Consigne: Recopiez à l'identique le passage de l'extrait sur la dégradation de la note de l'Italie, en commençant par « Pour les analystes, le » et en poursuivant jusqu'à « en compte ! ».

Mes chères
contrariées, mes chers contrariens !
Alors qu’hier je relatais les
bonnes paroles de Jens Weidmann, le patron de la
Banque centrale allemande, qui expliquait lors des rencontres
économiques d’Aix qu’il fallait que les États
puissent faire faillite, la crise européenne qui n’en finit pas
de finir a rebondi avec la nouvelle dégradation de la note souveraine
italienne.
S&P dégrade
l’Italie et menace encore d’abaisser sa notation
En effet, l’agence de
notation Standard & Poor’s a
baissé hier soir la note souveraine de l’Italie en la passant de
BBB+ à BBB, soit à deux crans de la catégorie
spéculative (autrement appelée en langage clair et
compréhensible par tous « obligations
pourries »).
L’agence de notation S&P
maintient l’Italie sous perspective négative.
Cette dégradation est
liée à la révision à la baisse des
prévisions de croissance du PIB pour 2013 puisque désormais,
l’agence table sur une contraction de 1,9 %, au lieu des 1,4 %
prévu précédemment.
Pour les analystes, le PIB par habitant sera de 25 000 euros, mais il sera
surtout inférieur au niveau de 2007, il y a plus de six ans !
Conséquence logique de la
récession et de la baisse du PIB, les recettes fiscales
s’effondrent et cela propulsera la dette italienne à plus de 127
% du PIB à la fin de l’année 2013, et encore, dans ce
calcul, les « subtilités et contorsions comptables » ne
sont pas prises en compte !
L’agence de notation, sur la
même ligne idéologique d’ailleurs que la Commission
Européenne, le FMI ou la BCE, en profite pour fustiger les
rigidités italiennes.
Rigidité du marché du
travail.
Rigidité du marché des biens.
Rigidité à tous les étages de la nation italienne.
Alors sans doute que l’Italie
est un pays rigide. Certainement que c’est également le cas du
Portugal, de l’Espagne est bien entendu de la France. Oui, nous sommes
rigides. Mais ce débat sur nos rigidités économiques est
malhonnête et partiel.

Données fournies:
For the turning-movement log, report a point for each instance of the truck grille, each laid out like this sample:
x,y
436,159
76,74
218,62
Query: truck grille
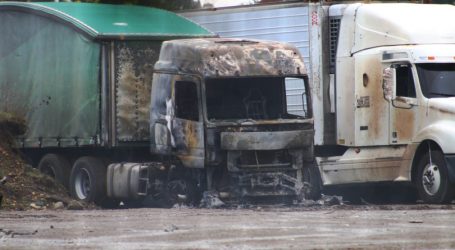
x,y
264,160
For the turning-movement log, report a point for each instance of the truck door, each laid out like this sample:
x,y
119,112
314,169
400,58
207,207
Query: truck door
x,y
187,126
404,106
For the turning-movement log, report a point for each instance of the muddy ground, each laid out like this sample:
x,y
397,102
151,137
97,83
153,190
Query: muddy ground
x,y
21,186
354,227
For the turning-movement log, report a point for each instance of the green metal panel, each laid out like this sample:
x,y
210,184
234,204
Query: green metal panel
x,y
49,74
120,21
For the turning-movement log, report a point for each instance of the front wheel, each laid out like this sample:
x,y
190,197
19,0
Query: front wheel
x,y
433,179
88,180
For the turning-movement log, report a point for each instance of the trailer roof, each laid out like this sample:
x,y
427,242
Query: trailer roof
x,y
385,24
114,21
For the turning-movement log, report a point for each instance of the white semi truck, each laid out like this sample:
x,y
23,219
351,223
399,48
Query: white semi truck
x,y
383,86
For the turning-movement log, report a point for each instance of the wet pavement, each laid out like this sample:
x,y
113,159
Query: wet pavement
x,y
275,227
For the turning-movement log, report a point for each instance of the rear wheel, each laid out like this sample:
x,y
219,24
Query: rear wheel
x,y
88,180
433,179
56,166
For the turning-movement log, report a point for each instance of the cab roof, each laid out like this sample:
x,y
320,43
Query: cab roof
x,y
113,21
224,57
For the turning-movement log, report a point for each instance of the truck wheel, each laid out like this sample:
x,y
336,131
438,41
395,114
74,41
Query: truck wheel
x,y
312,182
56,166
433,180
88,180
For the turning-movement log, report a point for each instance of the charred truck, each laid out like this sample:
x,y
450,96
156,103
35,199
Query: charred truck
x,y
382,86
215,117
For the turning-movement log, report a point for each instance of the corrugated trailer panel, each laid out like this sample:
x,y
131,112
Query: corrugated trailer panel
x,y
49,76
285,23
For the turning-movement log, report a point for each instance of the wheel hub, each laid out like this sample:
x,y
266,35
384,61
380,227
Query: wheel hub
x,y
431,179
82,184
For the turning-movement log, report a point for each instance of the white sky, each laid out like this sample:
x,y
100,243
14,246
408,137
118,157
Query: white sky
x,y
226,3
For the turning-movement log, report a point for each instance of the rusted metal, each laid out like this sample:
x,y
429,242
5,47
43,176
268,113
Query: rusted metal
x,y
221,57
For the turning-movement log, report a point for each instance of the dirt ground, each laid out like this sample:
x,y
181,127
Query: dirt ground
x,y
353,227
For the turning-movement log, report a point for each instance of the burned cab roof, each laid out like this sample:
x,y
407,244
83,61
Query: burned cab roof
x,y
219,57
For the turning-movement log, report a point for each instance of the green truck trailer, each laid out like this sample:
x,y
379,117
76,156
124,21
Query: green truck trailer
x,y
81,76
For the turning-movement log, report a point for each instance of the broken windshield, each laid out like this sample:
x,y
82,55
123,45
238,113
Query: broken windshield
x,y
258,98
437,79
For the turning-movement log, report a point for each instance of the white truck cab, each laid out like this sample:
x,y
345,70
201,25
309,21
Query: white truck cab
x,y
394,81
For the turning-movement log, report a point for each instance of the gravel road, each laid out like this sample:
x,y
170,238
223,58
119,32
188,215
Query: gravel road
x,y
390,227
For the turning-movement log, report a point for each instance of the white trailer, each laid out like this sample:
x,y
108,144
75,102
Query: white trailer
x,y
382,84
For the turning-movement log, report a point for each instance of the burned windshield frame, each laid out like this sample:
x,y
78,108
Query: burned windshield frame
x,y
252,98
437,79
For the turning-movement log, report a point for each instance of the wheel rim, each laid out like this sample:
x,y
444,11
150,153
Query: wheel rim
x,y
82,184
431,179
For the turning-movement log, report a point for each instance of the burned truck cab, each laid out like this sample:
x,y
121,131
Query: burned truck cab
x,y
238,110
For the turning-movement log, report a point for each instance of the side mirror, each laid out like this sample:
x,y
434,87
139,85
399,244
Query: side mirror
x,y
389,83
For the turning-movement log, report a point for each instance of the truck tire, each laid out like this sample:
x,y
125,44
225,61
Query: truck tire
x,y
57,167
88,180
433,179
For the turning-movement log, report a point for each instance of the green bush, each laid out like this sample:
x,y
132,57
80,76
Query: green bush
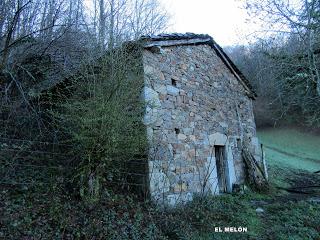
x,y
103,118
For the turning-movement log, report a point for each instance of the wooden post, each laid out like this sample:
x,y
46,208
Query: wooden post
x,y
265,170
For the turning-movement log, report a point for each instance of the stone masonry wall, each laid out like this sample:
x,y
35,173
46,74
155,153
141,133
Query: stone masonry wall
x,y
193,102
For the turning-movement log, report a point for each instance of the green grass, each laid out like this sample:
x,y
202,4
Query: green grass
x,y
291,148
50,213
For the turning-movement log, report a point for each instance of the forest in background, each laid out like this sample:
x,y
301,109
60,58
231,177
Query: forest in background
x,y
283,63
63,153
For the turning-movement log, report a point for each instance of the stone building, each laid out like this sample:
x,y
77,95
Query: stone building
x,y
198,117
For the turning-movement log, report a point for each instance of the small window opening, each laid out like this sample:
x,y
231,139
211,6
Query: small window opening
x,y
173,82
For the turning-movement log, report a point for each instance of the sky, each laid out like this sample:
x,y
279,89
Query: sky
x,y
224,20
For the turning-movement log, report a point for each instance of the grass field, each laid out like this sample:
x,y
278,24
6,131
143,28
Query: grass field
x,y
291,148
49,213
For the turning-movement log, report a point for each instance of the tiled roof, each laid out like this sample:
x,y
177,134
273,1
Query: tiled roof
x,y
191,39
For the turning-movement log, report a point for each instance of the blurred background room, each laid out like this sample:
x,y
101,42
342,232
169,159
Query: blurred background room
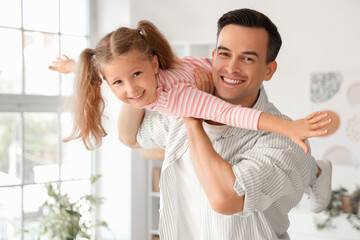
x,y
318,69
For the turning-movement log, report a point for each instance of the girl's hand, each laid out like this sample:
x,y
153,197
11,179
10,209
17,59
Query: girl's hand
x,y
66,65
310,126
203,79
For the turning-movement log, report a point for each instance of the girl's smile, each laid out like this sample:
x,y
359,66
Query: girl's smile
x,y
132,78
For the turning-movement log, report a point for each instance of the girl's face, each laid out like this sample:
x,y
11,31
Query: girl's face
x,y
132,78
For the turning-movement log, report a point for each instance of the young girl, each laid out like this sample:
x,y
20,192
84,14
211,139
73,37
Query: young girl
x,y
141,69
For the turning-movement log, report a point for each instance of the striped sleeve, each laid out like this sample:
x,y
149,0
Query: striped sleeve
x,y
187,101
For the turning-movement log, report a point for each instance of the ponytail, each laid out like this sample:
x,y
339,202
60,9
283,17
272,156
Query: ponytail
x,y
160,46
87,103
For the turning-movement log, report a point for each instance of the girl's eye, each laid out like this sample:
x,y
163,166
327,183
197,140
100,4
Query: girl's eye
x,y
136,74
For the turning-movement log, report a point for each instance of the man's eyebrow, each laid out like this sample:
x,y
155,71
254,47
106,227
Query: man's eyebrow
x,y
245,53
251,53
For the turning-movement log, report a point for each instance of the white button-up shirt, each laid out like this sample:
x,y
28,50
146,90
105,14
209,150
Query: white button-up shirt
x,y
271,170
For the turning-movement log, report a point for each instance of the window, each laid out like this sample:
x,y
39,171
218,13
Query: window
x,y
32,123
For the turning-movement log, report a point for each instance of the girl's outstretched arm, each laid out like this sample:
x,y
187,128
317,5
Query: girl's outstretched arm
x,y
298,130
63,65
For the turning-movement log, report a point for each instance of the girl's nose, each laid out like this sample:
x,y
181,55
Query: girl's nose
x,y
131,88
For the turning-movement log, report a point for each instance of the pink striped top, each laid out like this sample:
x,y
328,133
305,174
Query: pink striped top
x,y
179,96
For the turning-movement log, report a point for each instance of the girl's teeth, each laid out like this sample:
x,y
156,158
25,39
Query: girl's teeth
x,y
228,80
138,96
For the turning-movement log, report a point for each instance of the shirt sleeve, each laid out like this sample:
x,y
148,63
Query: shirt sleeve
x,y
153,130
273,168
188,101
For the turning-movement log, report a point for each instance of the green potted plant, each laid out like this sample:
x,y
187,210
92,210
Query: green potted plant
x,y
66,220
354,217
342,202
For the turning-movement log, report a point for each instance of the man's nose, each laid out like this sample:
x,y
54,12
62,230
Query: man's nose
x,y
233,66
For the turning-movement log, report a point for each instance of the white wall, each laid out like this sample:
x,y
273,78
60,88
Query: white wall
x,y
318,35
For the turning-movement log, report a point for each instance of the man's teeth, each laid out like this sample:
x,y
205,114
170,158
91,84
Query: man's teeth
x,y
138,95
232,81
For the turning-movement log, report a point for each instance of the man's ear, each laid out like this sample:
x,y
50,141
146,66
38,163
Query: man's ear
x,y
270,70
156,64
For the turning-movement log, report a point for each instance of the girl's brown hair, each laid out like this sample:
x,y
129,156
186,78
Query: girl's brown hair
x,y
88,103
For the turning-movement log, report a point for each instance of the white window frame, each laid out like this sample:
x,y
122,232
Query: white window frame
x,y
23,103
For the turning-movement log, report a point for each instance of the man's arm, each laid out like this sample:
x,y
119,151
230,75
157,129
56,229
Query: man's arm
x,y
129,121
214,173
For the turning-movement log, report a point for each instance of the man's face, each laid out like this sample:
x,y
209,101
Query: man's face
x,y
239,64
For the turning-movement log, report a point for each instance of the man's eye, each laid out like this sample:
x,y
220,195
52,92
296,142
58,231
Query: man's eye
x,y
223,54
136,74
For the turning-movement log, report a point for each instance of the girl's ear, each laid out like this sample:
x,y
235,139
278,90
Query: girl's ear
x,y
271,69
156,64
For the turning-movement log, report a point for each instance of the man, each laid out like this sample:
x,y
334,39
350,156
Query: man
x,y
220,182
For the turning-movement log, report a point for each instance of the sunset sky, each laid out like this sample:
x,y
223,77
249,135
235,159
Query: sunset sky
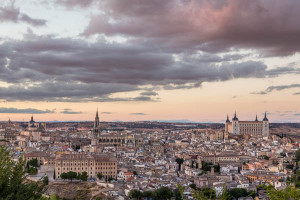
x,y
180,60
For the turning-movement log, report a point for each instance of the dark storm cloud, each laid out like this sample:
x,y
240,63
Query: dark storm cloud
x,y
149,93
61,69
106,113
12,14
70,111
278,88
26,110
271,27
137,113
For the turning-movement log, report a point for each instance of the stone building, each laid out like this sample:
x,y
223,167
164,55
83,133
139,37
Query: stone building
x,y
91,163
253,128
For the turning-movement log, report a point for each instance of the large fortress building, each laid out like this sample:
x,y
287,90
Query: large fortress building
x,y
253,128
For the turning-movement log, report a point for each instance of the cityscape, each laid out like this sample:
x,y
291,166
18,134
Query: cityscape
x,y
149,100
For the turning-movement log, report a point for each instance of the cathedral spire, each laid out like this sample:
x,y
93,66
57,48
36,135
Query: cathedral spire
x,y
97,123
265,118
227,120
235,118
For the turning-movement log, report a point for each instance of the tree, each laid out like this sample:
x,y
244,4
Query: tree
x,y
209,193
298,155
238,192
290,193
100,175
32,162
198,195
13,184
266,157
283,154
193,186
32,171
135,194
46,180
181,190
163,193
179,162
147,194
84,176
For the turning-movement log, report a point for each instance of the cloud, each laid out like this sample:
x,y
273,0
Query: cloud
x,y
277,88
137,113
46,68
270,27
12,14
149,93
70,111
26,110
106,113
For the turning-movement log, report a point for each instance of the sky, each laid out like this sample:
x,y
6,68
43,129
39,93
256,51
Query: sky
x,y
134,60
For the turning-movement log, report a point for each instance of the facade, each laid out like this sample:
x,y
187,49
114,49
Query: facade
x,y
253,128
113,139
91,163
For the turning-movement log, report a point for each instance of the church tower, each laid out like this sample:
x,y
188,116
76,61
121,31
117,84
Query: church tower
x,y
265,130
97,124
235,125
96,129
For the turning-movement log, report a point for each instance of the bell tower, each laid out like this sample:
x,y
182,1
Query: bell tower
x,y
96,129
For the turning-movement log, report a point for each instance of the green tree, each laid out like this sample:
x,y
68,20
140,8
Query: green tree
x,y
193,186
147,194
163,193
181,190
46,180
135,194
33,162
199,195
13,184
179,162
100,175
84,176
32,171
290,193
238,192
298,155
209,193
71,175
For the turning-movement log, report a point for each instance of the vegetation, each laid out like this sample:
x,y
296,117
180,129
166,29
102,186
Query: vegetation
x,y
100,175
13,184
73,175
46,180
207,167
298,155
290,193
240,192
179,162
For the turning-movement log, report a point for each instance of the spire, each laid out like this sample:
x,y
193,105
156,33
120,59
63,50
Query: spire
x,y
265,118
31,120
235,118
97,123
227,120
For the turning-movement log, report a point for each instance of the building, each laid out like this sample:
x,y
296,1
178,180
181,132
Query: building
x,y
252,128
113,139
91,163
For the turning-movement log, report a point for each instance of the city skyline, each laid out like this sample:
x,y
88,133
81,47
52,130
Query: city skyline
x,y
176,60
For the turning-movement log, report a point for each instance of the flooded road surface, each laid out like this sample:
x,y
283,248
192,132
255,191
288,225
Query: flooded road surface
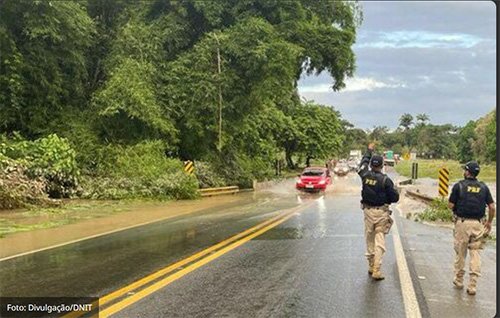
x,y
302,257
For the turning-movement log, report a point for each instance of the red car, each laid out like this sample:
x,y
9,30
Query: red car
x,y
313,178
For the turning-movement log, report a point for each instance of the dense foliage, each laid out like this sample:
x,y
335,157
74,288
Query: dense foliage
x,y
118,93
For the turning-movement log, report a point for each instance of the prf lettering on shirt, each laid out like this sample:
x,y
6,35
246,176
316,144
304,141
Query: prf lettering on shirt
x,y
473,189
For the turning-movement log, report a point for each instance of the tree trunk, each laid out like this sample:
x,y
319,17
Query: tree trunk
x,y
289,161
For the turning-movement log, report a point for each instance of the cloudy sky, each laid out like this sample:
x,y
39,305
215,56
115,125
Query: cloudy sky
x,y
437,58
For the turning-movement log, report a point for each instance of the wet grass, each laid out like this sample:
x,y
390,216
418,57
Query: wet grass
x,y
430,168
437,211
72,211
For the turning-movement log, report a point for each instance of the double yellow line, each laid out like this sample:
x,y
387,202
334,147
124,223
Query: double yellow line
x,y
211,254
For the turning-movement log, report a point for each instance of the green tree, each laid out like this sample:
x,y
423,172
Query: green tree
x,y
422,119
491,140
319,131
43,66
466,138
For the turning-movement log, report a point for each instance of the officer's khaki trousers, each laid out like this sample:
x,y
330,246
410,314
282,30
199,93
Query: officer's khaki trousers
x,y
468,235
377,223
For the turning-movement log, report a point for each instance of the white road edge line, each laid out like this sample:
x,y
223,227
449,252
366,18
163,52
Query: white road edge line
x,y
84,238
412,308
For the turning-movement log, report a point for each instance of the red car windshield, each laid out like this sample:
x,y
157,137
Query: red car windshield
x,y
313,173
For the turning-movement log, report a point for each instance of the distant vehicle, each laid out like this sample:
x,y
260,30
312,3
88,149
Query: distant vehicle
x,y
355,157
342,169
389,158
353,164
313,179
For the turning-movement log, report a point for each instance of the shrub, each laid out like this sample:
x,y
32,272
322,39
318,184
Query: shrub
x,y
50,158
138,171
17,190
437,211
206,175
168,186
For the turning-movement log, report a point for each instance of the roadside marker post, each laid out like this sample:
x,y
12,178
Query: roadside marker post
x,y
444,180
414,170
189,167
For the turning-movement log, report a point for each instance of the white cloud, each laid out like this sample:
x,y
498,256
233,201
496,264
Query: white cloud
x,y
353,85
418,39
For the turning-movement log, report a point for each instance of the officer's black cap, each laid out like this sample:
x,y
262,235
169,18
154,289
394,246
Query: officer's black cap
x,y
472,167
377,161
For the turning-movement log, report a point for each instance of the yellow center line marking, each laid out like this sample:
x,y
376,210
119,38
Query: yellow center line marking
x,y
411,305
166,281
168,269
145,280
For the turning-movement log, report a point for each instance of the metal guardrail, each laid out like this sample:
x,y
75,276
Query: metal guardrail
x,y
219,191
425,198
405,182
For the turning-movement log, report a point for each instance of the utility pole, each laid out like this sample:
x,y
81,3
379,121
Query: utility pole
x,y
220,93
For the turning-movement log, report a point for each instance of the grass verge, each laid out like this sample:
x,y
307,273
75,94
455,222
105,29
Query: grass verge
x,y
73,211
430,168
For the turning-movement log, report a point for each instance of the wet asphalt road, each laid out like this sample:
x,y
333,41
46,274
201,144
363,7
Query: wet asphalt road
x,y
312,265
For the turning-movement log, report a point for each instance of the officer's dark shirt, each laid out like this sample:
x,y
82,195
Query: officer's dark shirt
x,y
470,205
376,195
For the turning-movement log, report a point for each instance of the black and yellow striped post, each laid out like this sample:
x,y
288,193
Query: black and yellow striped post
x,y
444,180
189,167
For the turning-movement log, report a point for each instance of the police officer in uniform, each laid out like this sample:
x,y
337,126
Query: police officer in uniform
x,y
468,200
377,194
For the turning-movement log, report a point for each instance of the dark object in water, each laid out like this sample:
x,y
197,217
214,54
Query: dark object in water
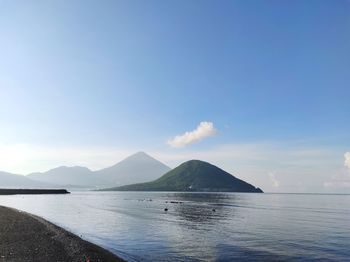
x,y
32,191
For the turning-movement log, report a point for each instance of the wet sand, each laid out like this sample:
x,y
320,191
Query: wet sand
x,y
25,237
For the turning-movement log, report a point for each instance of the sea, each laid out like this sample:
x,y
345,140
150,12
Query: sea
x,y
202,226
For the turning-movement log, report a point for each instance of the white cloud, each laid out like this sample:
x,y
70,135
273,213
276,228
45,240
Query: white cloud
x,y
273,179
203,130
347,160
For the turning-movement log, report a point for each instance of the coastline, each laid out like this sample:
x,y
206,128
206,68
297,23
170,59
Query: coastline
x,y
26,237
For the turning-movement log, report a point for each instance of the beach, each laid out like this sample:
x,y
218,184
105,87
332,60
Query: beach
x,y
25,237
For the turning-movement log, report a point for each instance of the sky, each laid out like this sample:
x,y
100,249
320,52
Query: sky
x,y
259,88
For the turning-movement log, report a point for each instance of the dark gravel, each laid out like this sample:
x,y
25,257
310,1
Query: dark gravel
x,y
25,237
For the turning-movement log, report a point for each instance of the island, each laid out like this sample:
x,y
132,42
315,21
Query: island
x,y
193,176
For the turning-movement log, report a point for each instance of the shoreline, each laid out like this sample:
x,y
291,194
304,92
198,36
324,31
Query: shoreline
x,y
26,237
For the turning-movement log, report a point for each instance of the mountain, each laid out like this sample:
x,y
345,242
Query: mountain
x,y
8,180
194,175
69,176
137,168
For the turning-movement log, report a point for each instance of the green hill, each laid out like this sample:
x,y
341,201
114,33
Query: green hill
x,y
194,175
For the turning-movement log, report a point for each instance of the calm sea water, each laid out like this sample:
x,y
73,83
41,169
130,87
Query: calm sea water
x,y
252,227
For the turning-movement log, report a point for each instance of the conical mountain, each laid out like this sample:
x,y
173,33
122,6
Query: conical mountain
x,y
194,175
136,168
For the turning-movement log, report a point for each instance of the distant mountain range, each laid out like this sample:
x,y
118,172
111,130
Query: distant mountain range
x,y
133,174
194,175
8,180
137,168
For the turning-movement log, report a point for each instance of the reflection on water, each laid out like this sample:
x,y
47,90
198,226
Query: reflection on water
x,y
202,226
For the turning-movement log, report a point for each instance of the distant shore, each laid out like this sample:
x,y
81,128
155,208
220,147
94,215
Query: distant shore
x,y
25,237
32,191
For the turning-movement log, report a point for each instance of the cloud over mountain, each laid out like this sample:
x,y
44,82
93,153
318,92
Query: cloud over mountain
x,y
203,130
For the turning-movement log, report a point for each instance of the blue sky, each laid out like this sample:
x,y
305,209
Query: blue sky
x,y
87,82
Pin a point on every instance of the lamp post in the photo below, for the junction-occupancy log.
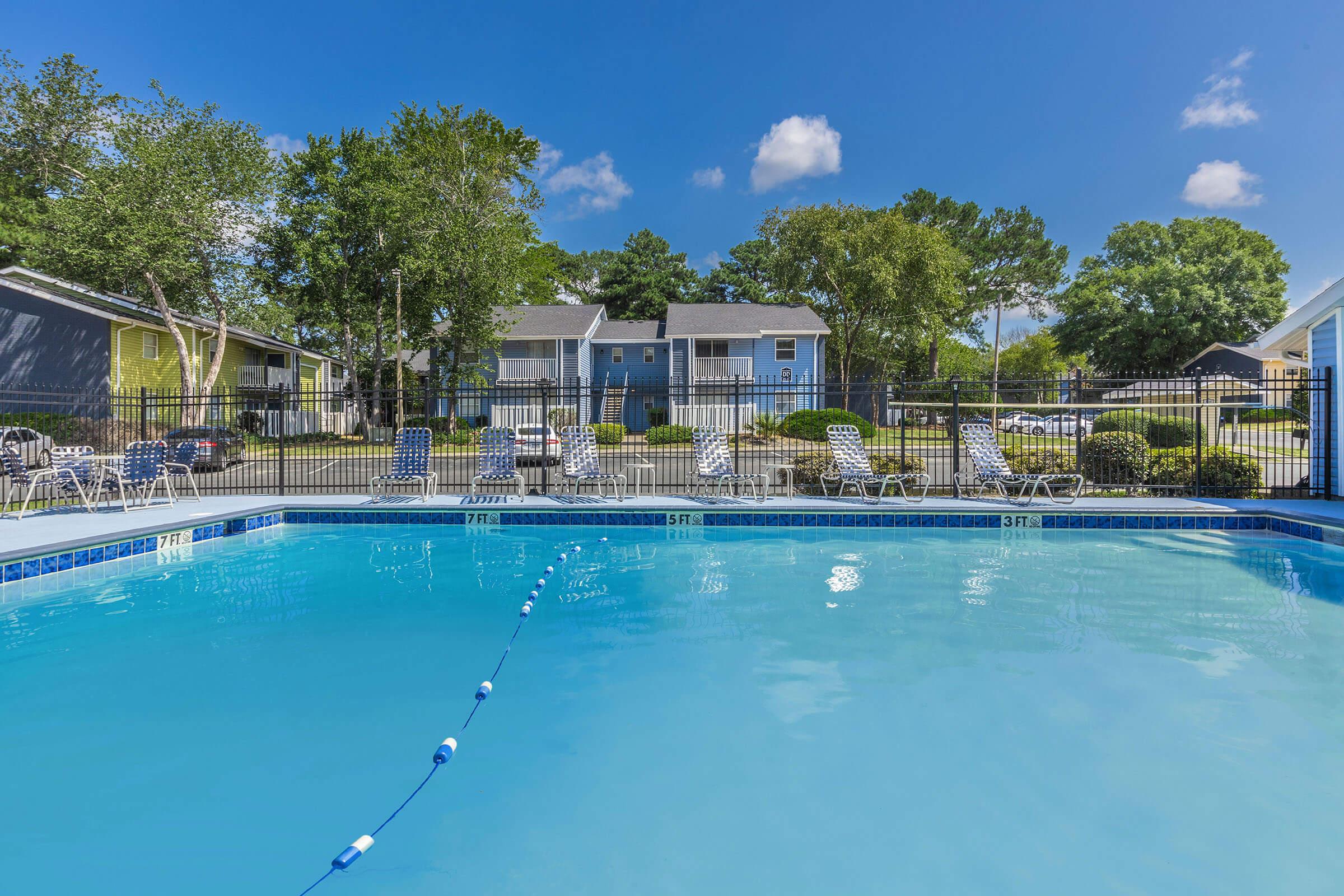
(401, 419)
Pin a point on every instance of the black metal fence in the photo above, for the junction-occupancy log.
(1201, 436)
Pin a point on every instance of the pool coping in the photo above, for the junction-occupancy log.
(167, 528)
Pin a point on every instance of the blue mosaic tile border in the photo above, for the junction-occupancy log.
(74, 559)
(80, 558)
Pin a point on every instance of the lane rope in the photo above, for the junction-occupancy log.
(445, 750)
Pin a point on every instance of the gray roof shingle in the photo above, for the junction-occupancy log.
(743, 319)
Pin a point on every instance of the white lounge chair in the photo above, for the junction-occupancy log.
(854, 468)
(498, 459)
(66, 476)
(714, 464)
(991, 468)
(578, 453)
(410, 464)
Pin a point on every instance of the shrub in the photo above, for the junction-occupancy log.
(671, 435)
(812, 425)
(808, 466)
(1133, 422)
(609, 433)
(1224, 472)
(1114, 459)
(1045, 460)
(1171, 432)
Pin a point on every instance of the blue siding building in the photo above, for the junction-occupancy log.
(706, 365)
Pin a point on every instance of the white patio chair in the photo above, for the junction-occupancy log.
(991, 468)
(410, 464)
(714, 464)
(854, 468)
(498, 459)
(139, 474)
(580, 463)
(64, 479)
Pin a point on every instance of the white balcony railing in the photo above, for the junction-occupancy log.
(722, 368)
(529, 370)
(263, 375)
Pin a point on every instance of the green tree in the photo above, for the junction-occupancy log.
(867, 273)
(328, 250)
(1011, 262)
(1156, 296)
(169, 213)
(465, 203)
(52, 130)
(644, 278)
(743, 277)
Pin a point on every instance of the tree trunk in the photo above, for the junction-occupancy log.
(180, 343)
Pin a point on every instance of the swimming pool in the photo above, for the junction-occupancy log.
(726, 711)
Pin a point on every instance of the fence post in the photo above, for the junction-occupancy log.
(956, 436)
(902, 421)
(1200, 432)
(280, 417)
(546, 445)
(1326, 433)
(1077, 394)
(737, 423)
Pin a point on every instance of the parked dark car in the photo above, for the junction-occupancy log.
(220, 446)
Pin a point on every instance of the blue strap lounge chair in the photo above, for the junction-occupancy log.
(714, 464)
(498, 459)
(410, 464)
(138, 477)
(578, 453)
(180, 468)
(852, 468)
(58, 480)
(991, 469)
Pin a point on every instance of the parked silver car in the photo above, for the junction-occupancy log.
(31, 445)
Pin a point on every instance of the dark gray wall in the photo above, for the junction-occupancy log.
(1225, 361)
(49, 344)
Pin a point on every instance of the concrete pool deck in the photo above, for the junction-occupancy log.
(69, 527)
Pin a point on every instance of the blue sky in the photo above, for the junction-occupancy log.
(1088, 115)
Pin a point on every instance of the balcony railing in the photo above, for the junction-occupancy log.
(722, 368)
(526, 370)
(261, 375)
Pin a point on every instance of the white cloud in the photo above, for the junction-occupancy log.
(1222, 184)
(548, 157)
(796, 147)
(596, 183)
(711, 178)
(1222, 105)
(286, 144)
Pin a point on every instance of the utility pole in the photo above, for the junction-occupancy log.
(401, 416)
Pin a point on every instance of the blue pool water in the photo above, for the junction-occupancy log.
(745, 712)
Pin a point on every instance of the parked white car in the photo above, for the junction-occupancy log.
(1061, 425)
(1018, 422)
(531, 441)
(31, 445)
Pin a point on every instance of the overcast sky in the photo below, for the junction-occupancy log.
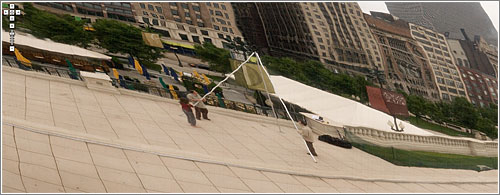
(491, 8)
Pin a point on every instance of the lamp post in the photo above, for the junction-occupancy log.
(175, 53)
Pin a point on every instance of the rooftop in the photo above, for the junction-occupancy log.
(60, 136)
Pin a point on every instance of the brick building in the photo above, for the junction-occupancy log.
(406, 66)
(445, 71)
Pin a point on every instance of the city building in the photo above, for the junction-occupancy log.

Réponse:
Pour les analystes, le PIB par habitant sera de 25 000 euros, mais il sera
surtout inférieur au niveau de 2007, il y a plus de six ans !
Conséquence logique de la
récession et de la baisse du PIB, les recettes fiscales
s’effondrent et cela propulsera la dette italienne à plus de 127
% du PIB à la fin de l’année 2013, et encore, dans ce
calcul, les « subtilités et contorsions comptables » ne
sont pas prises en compte !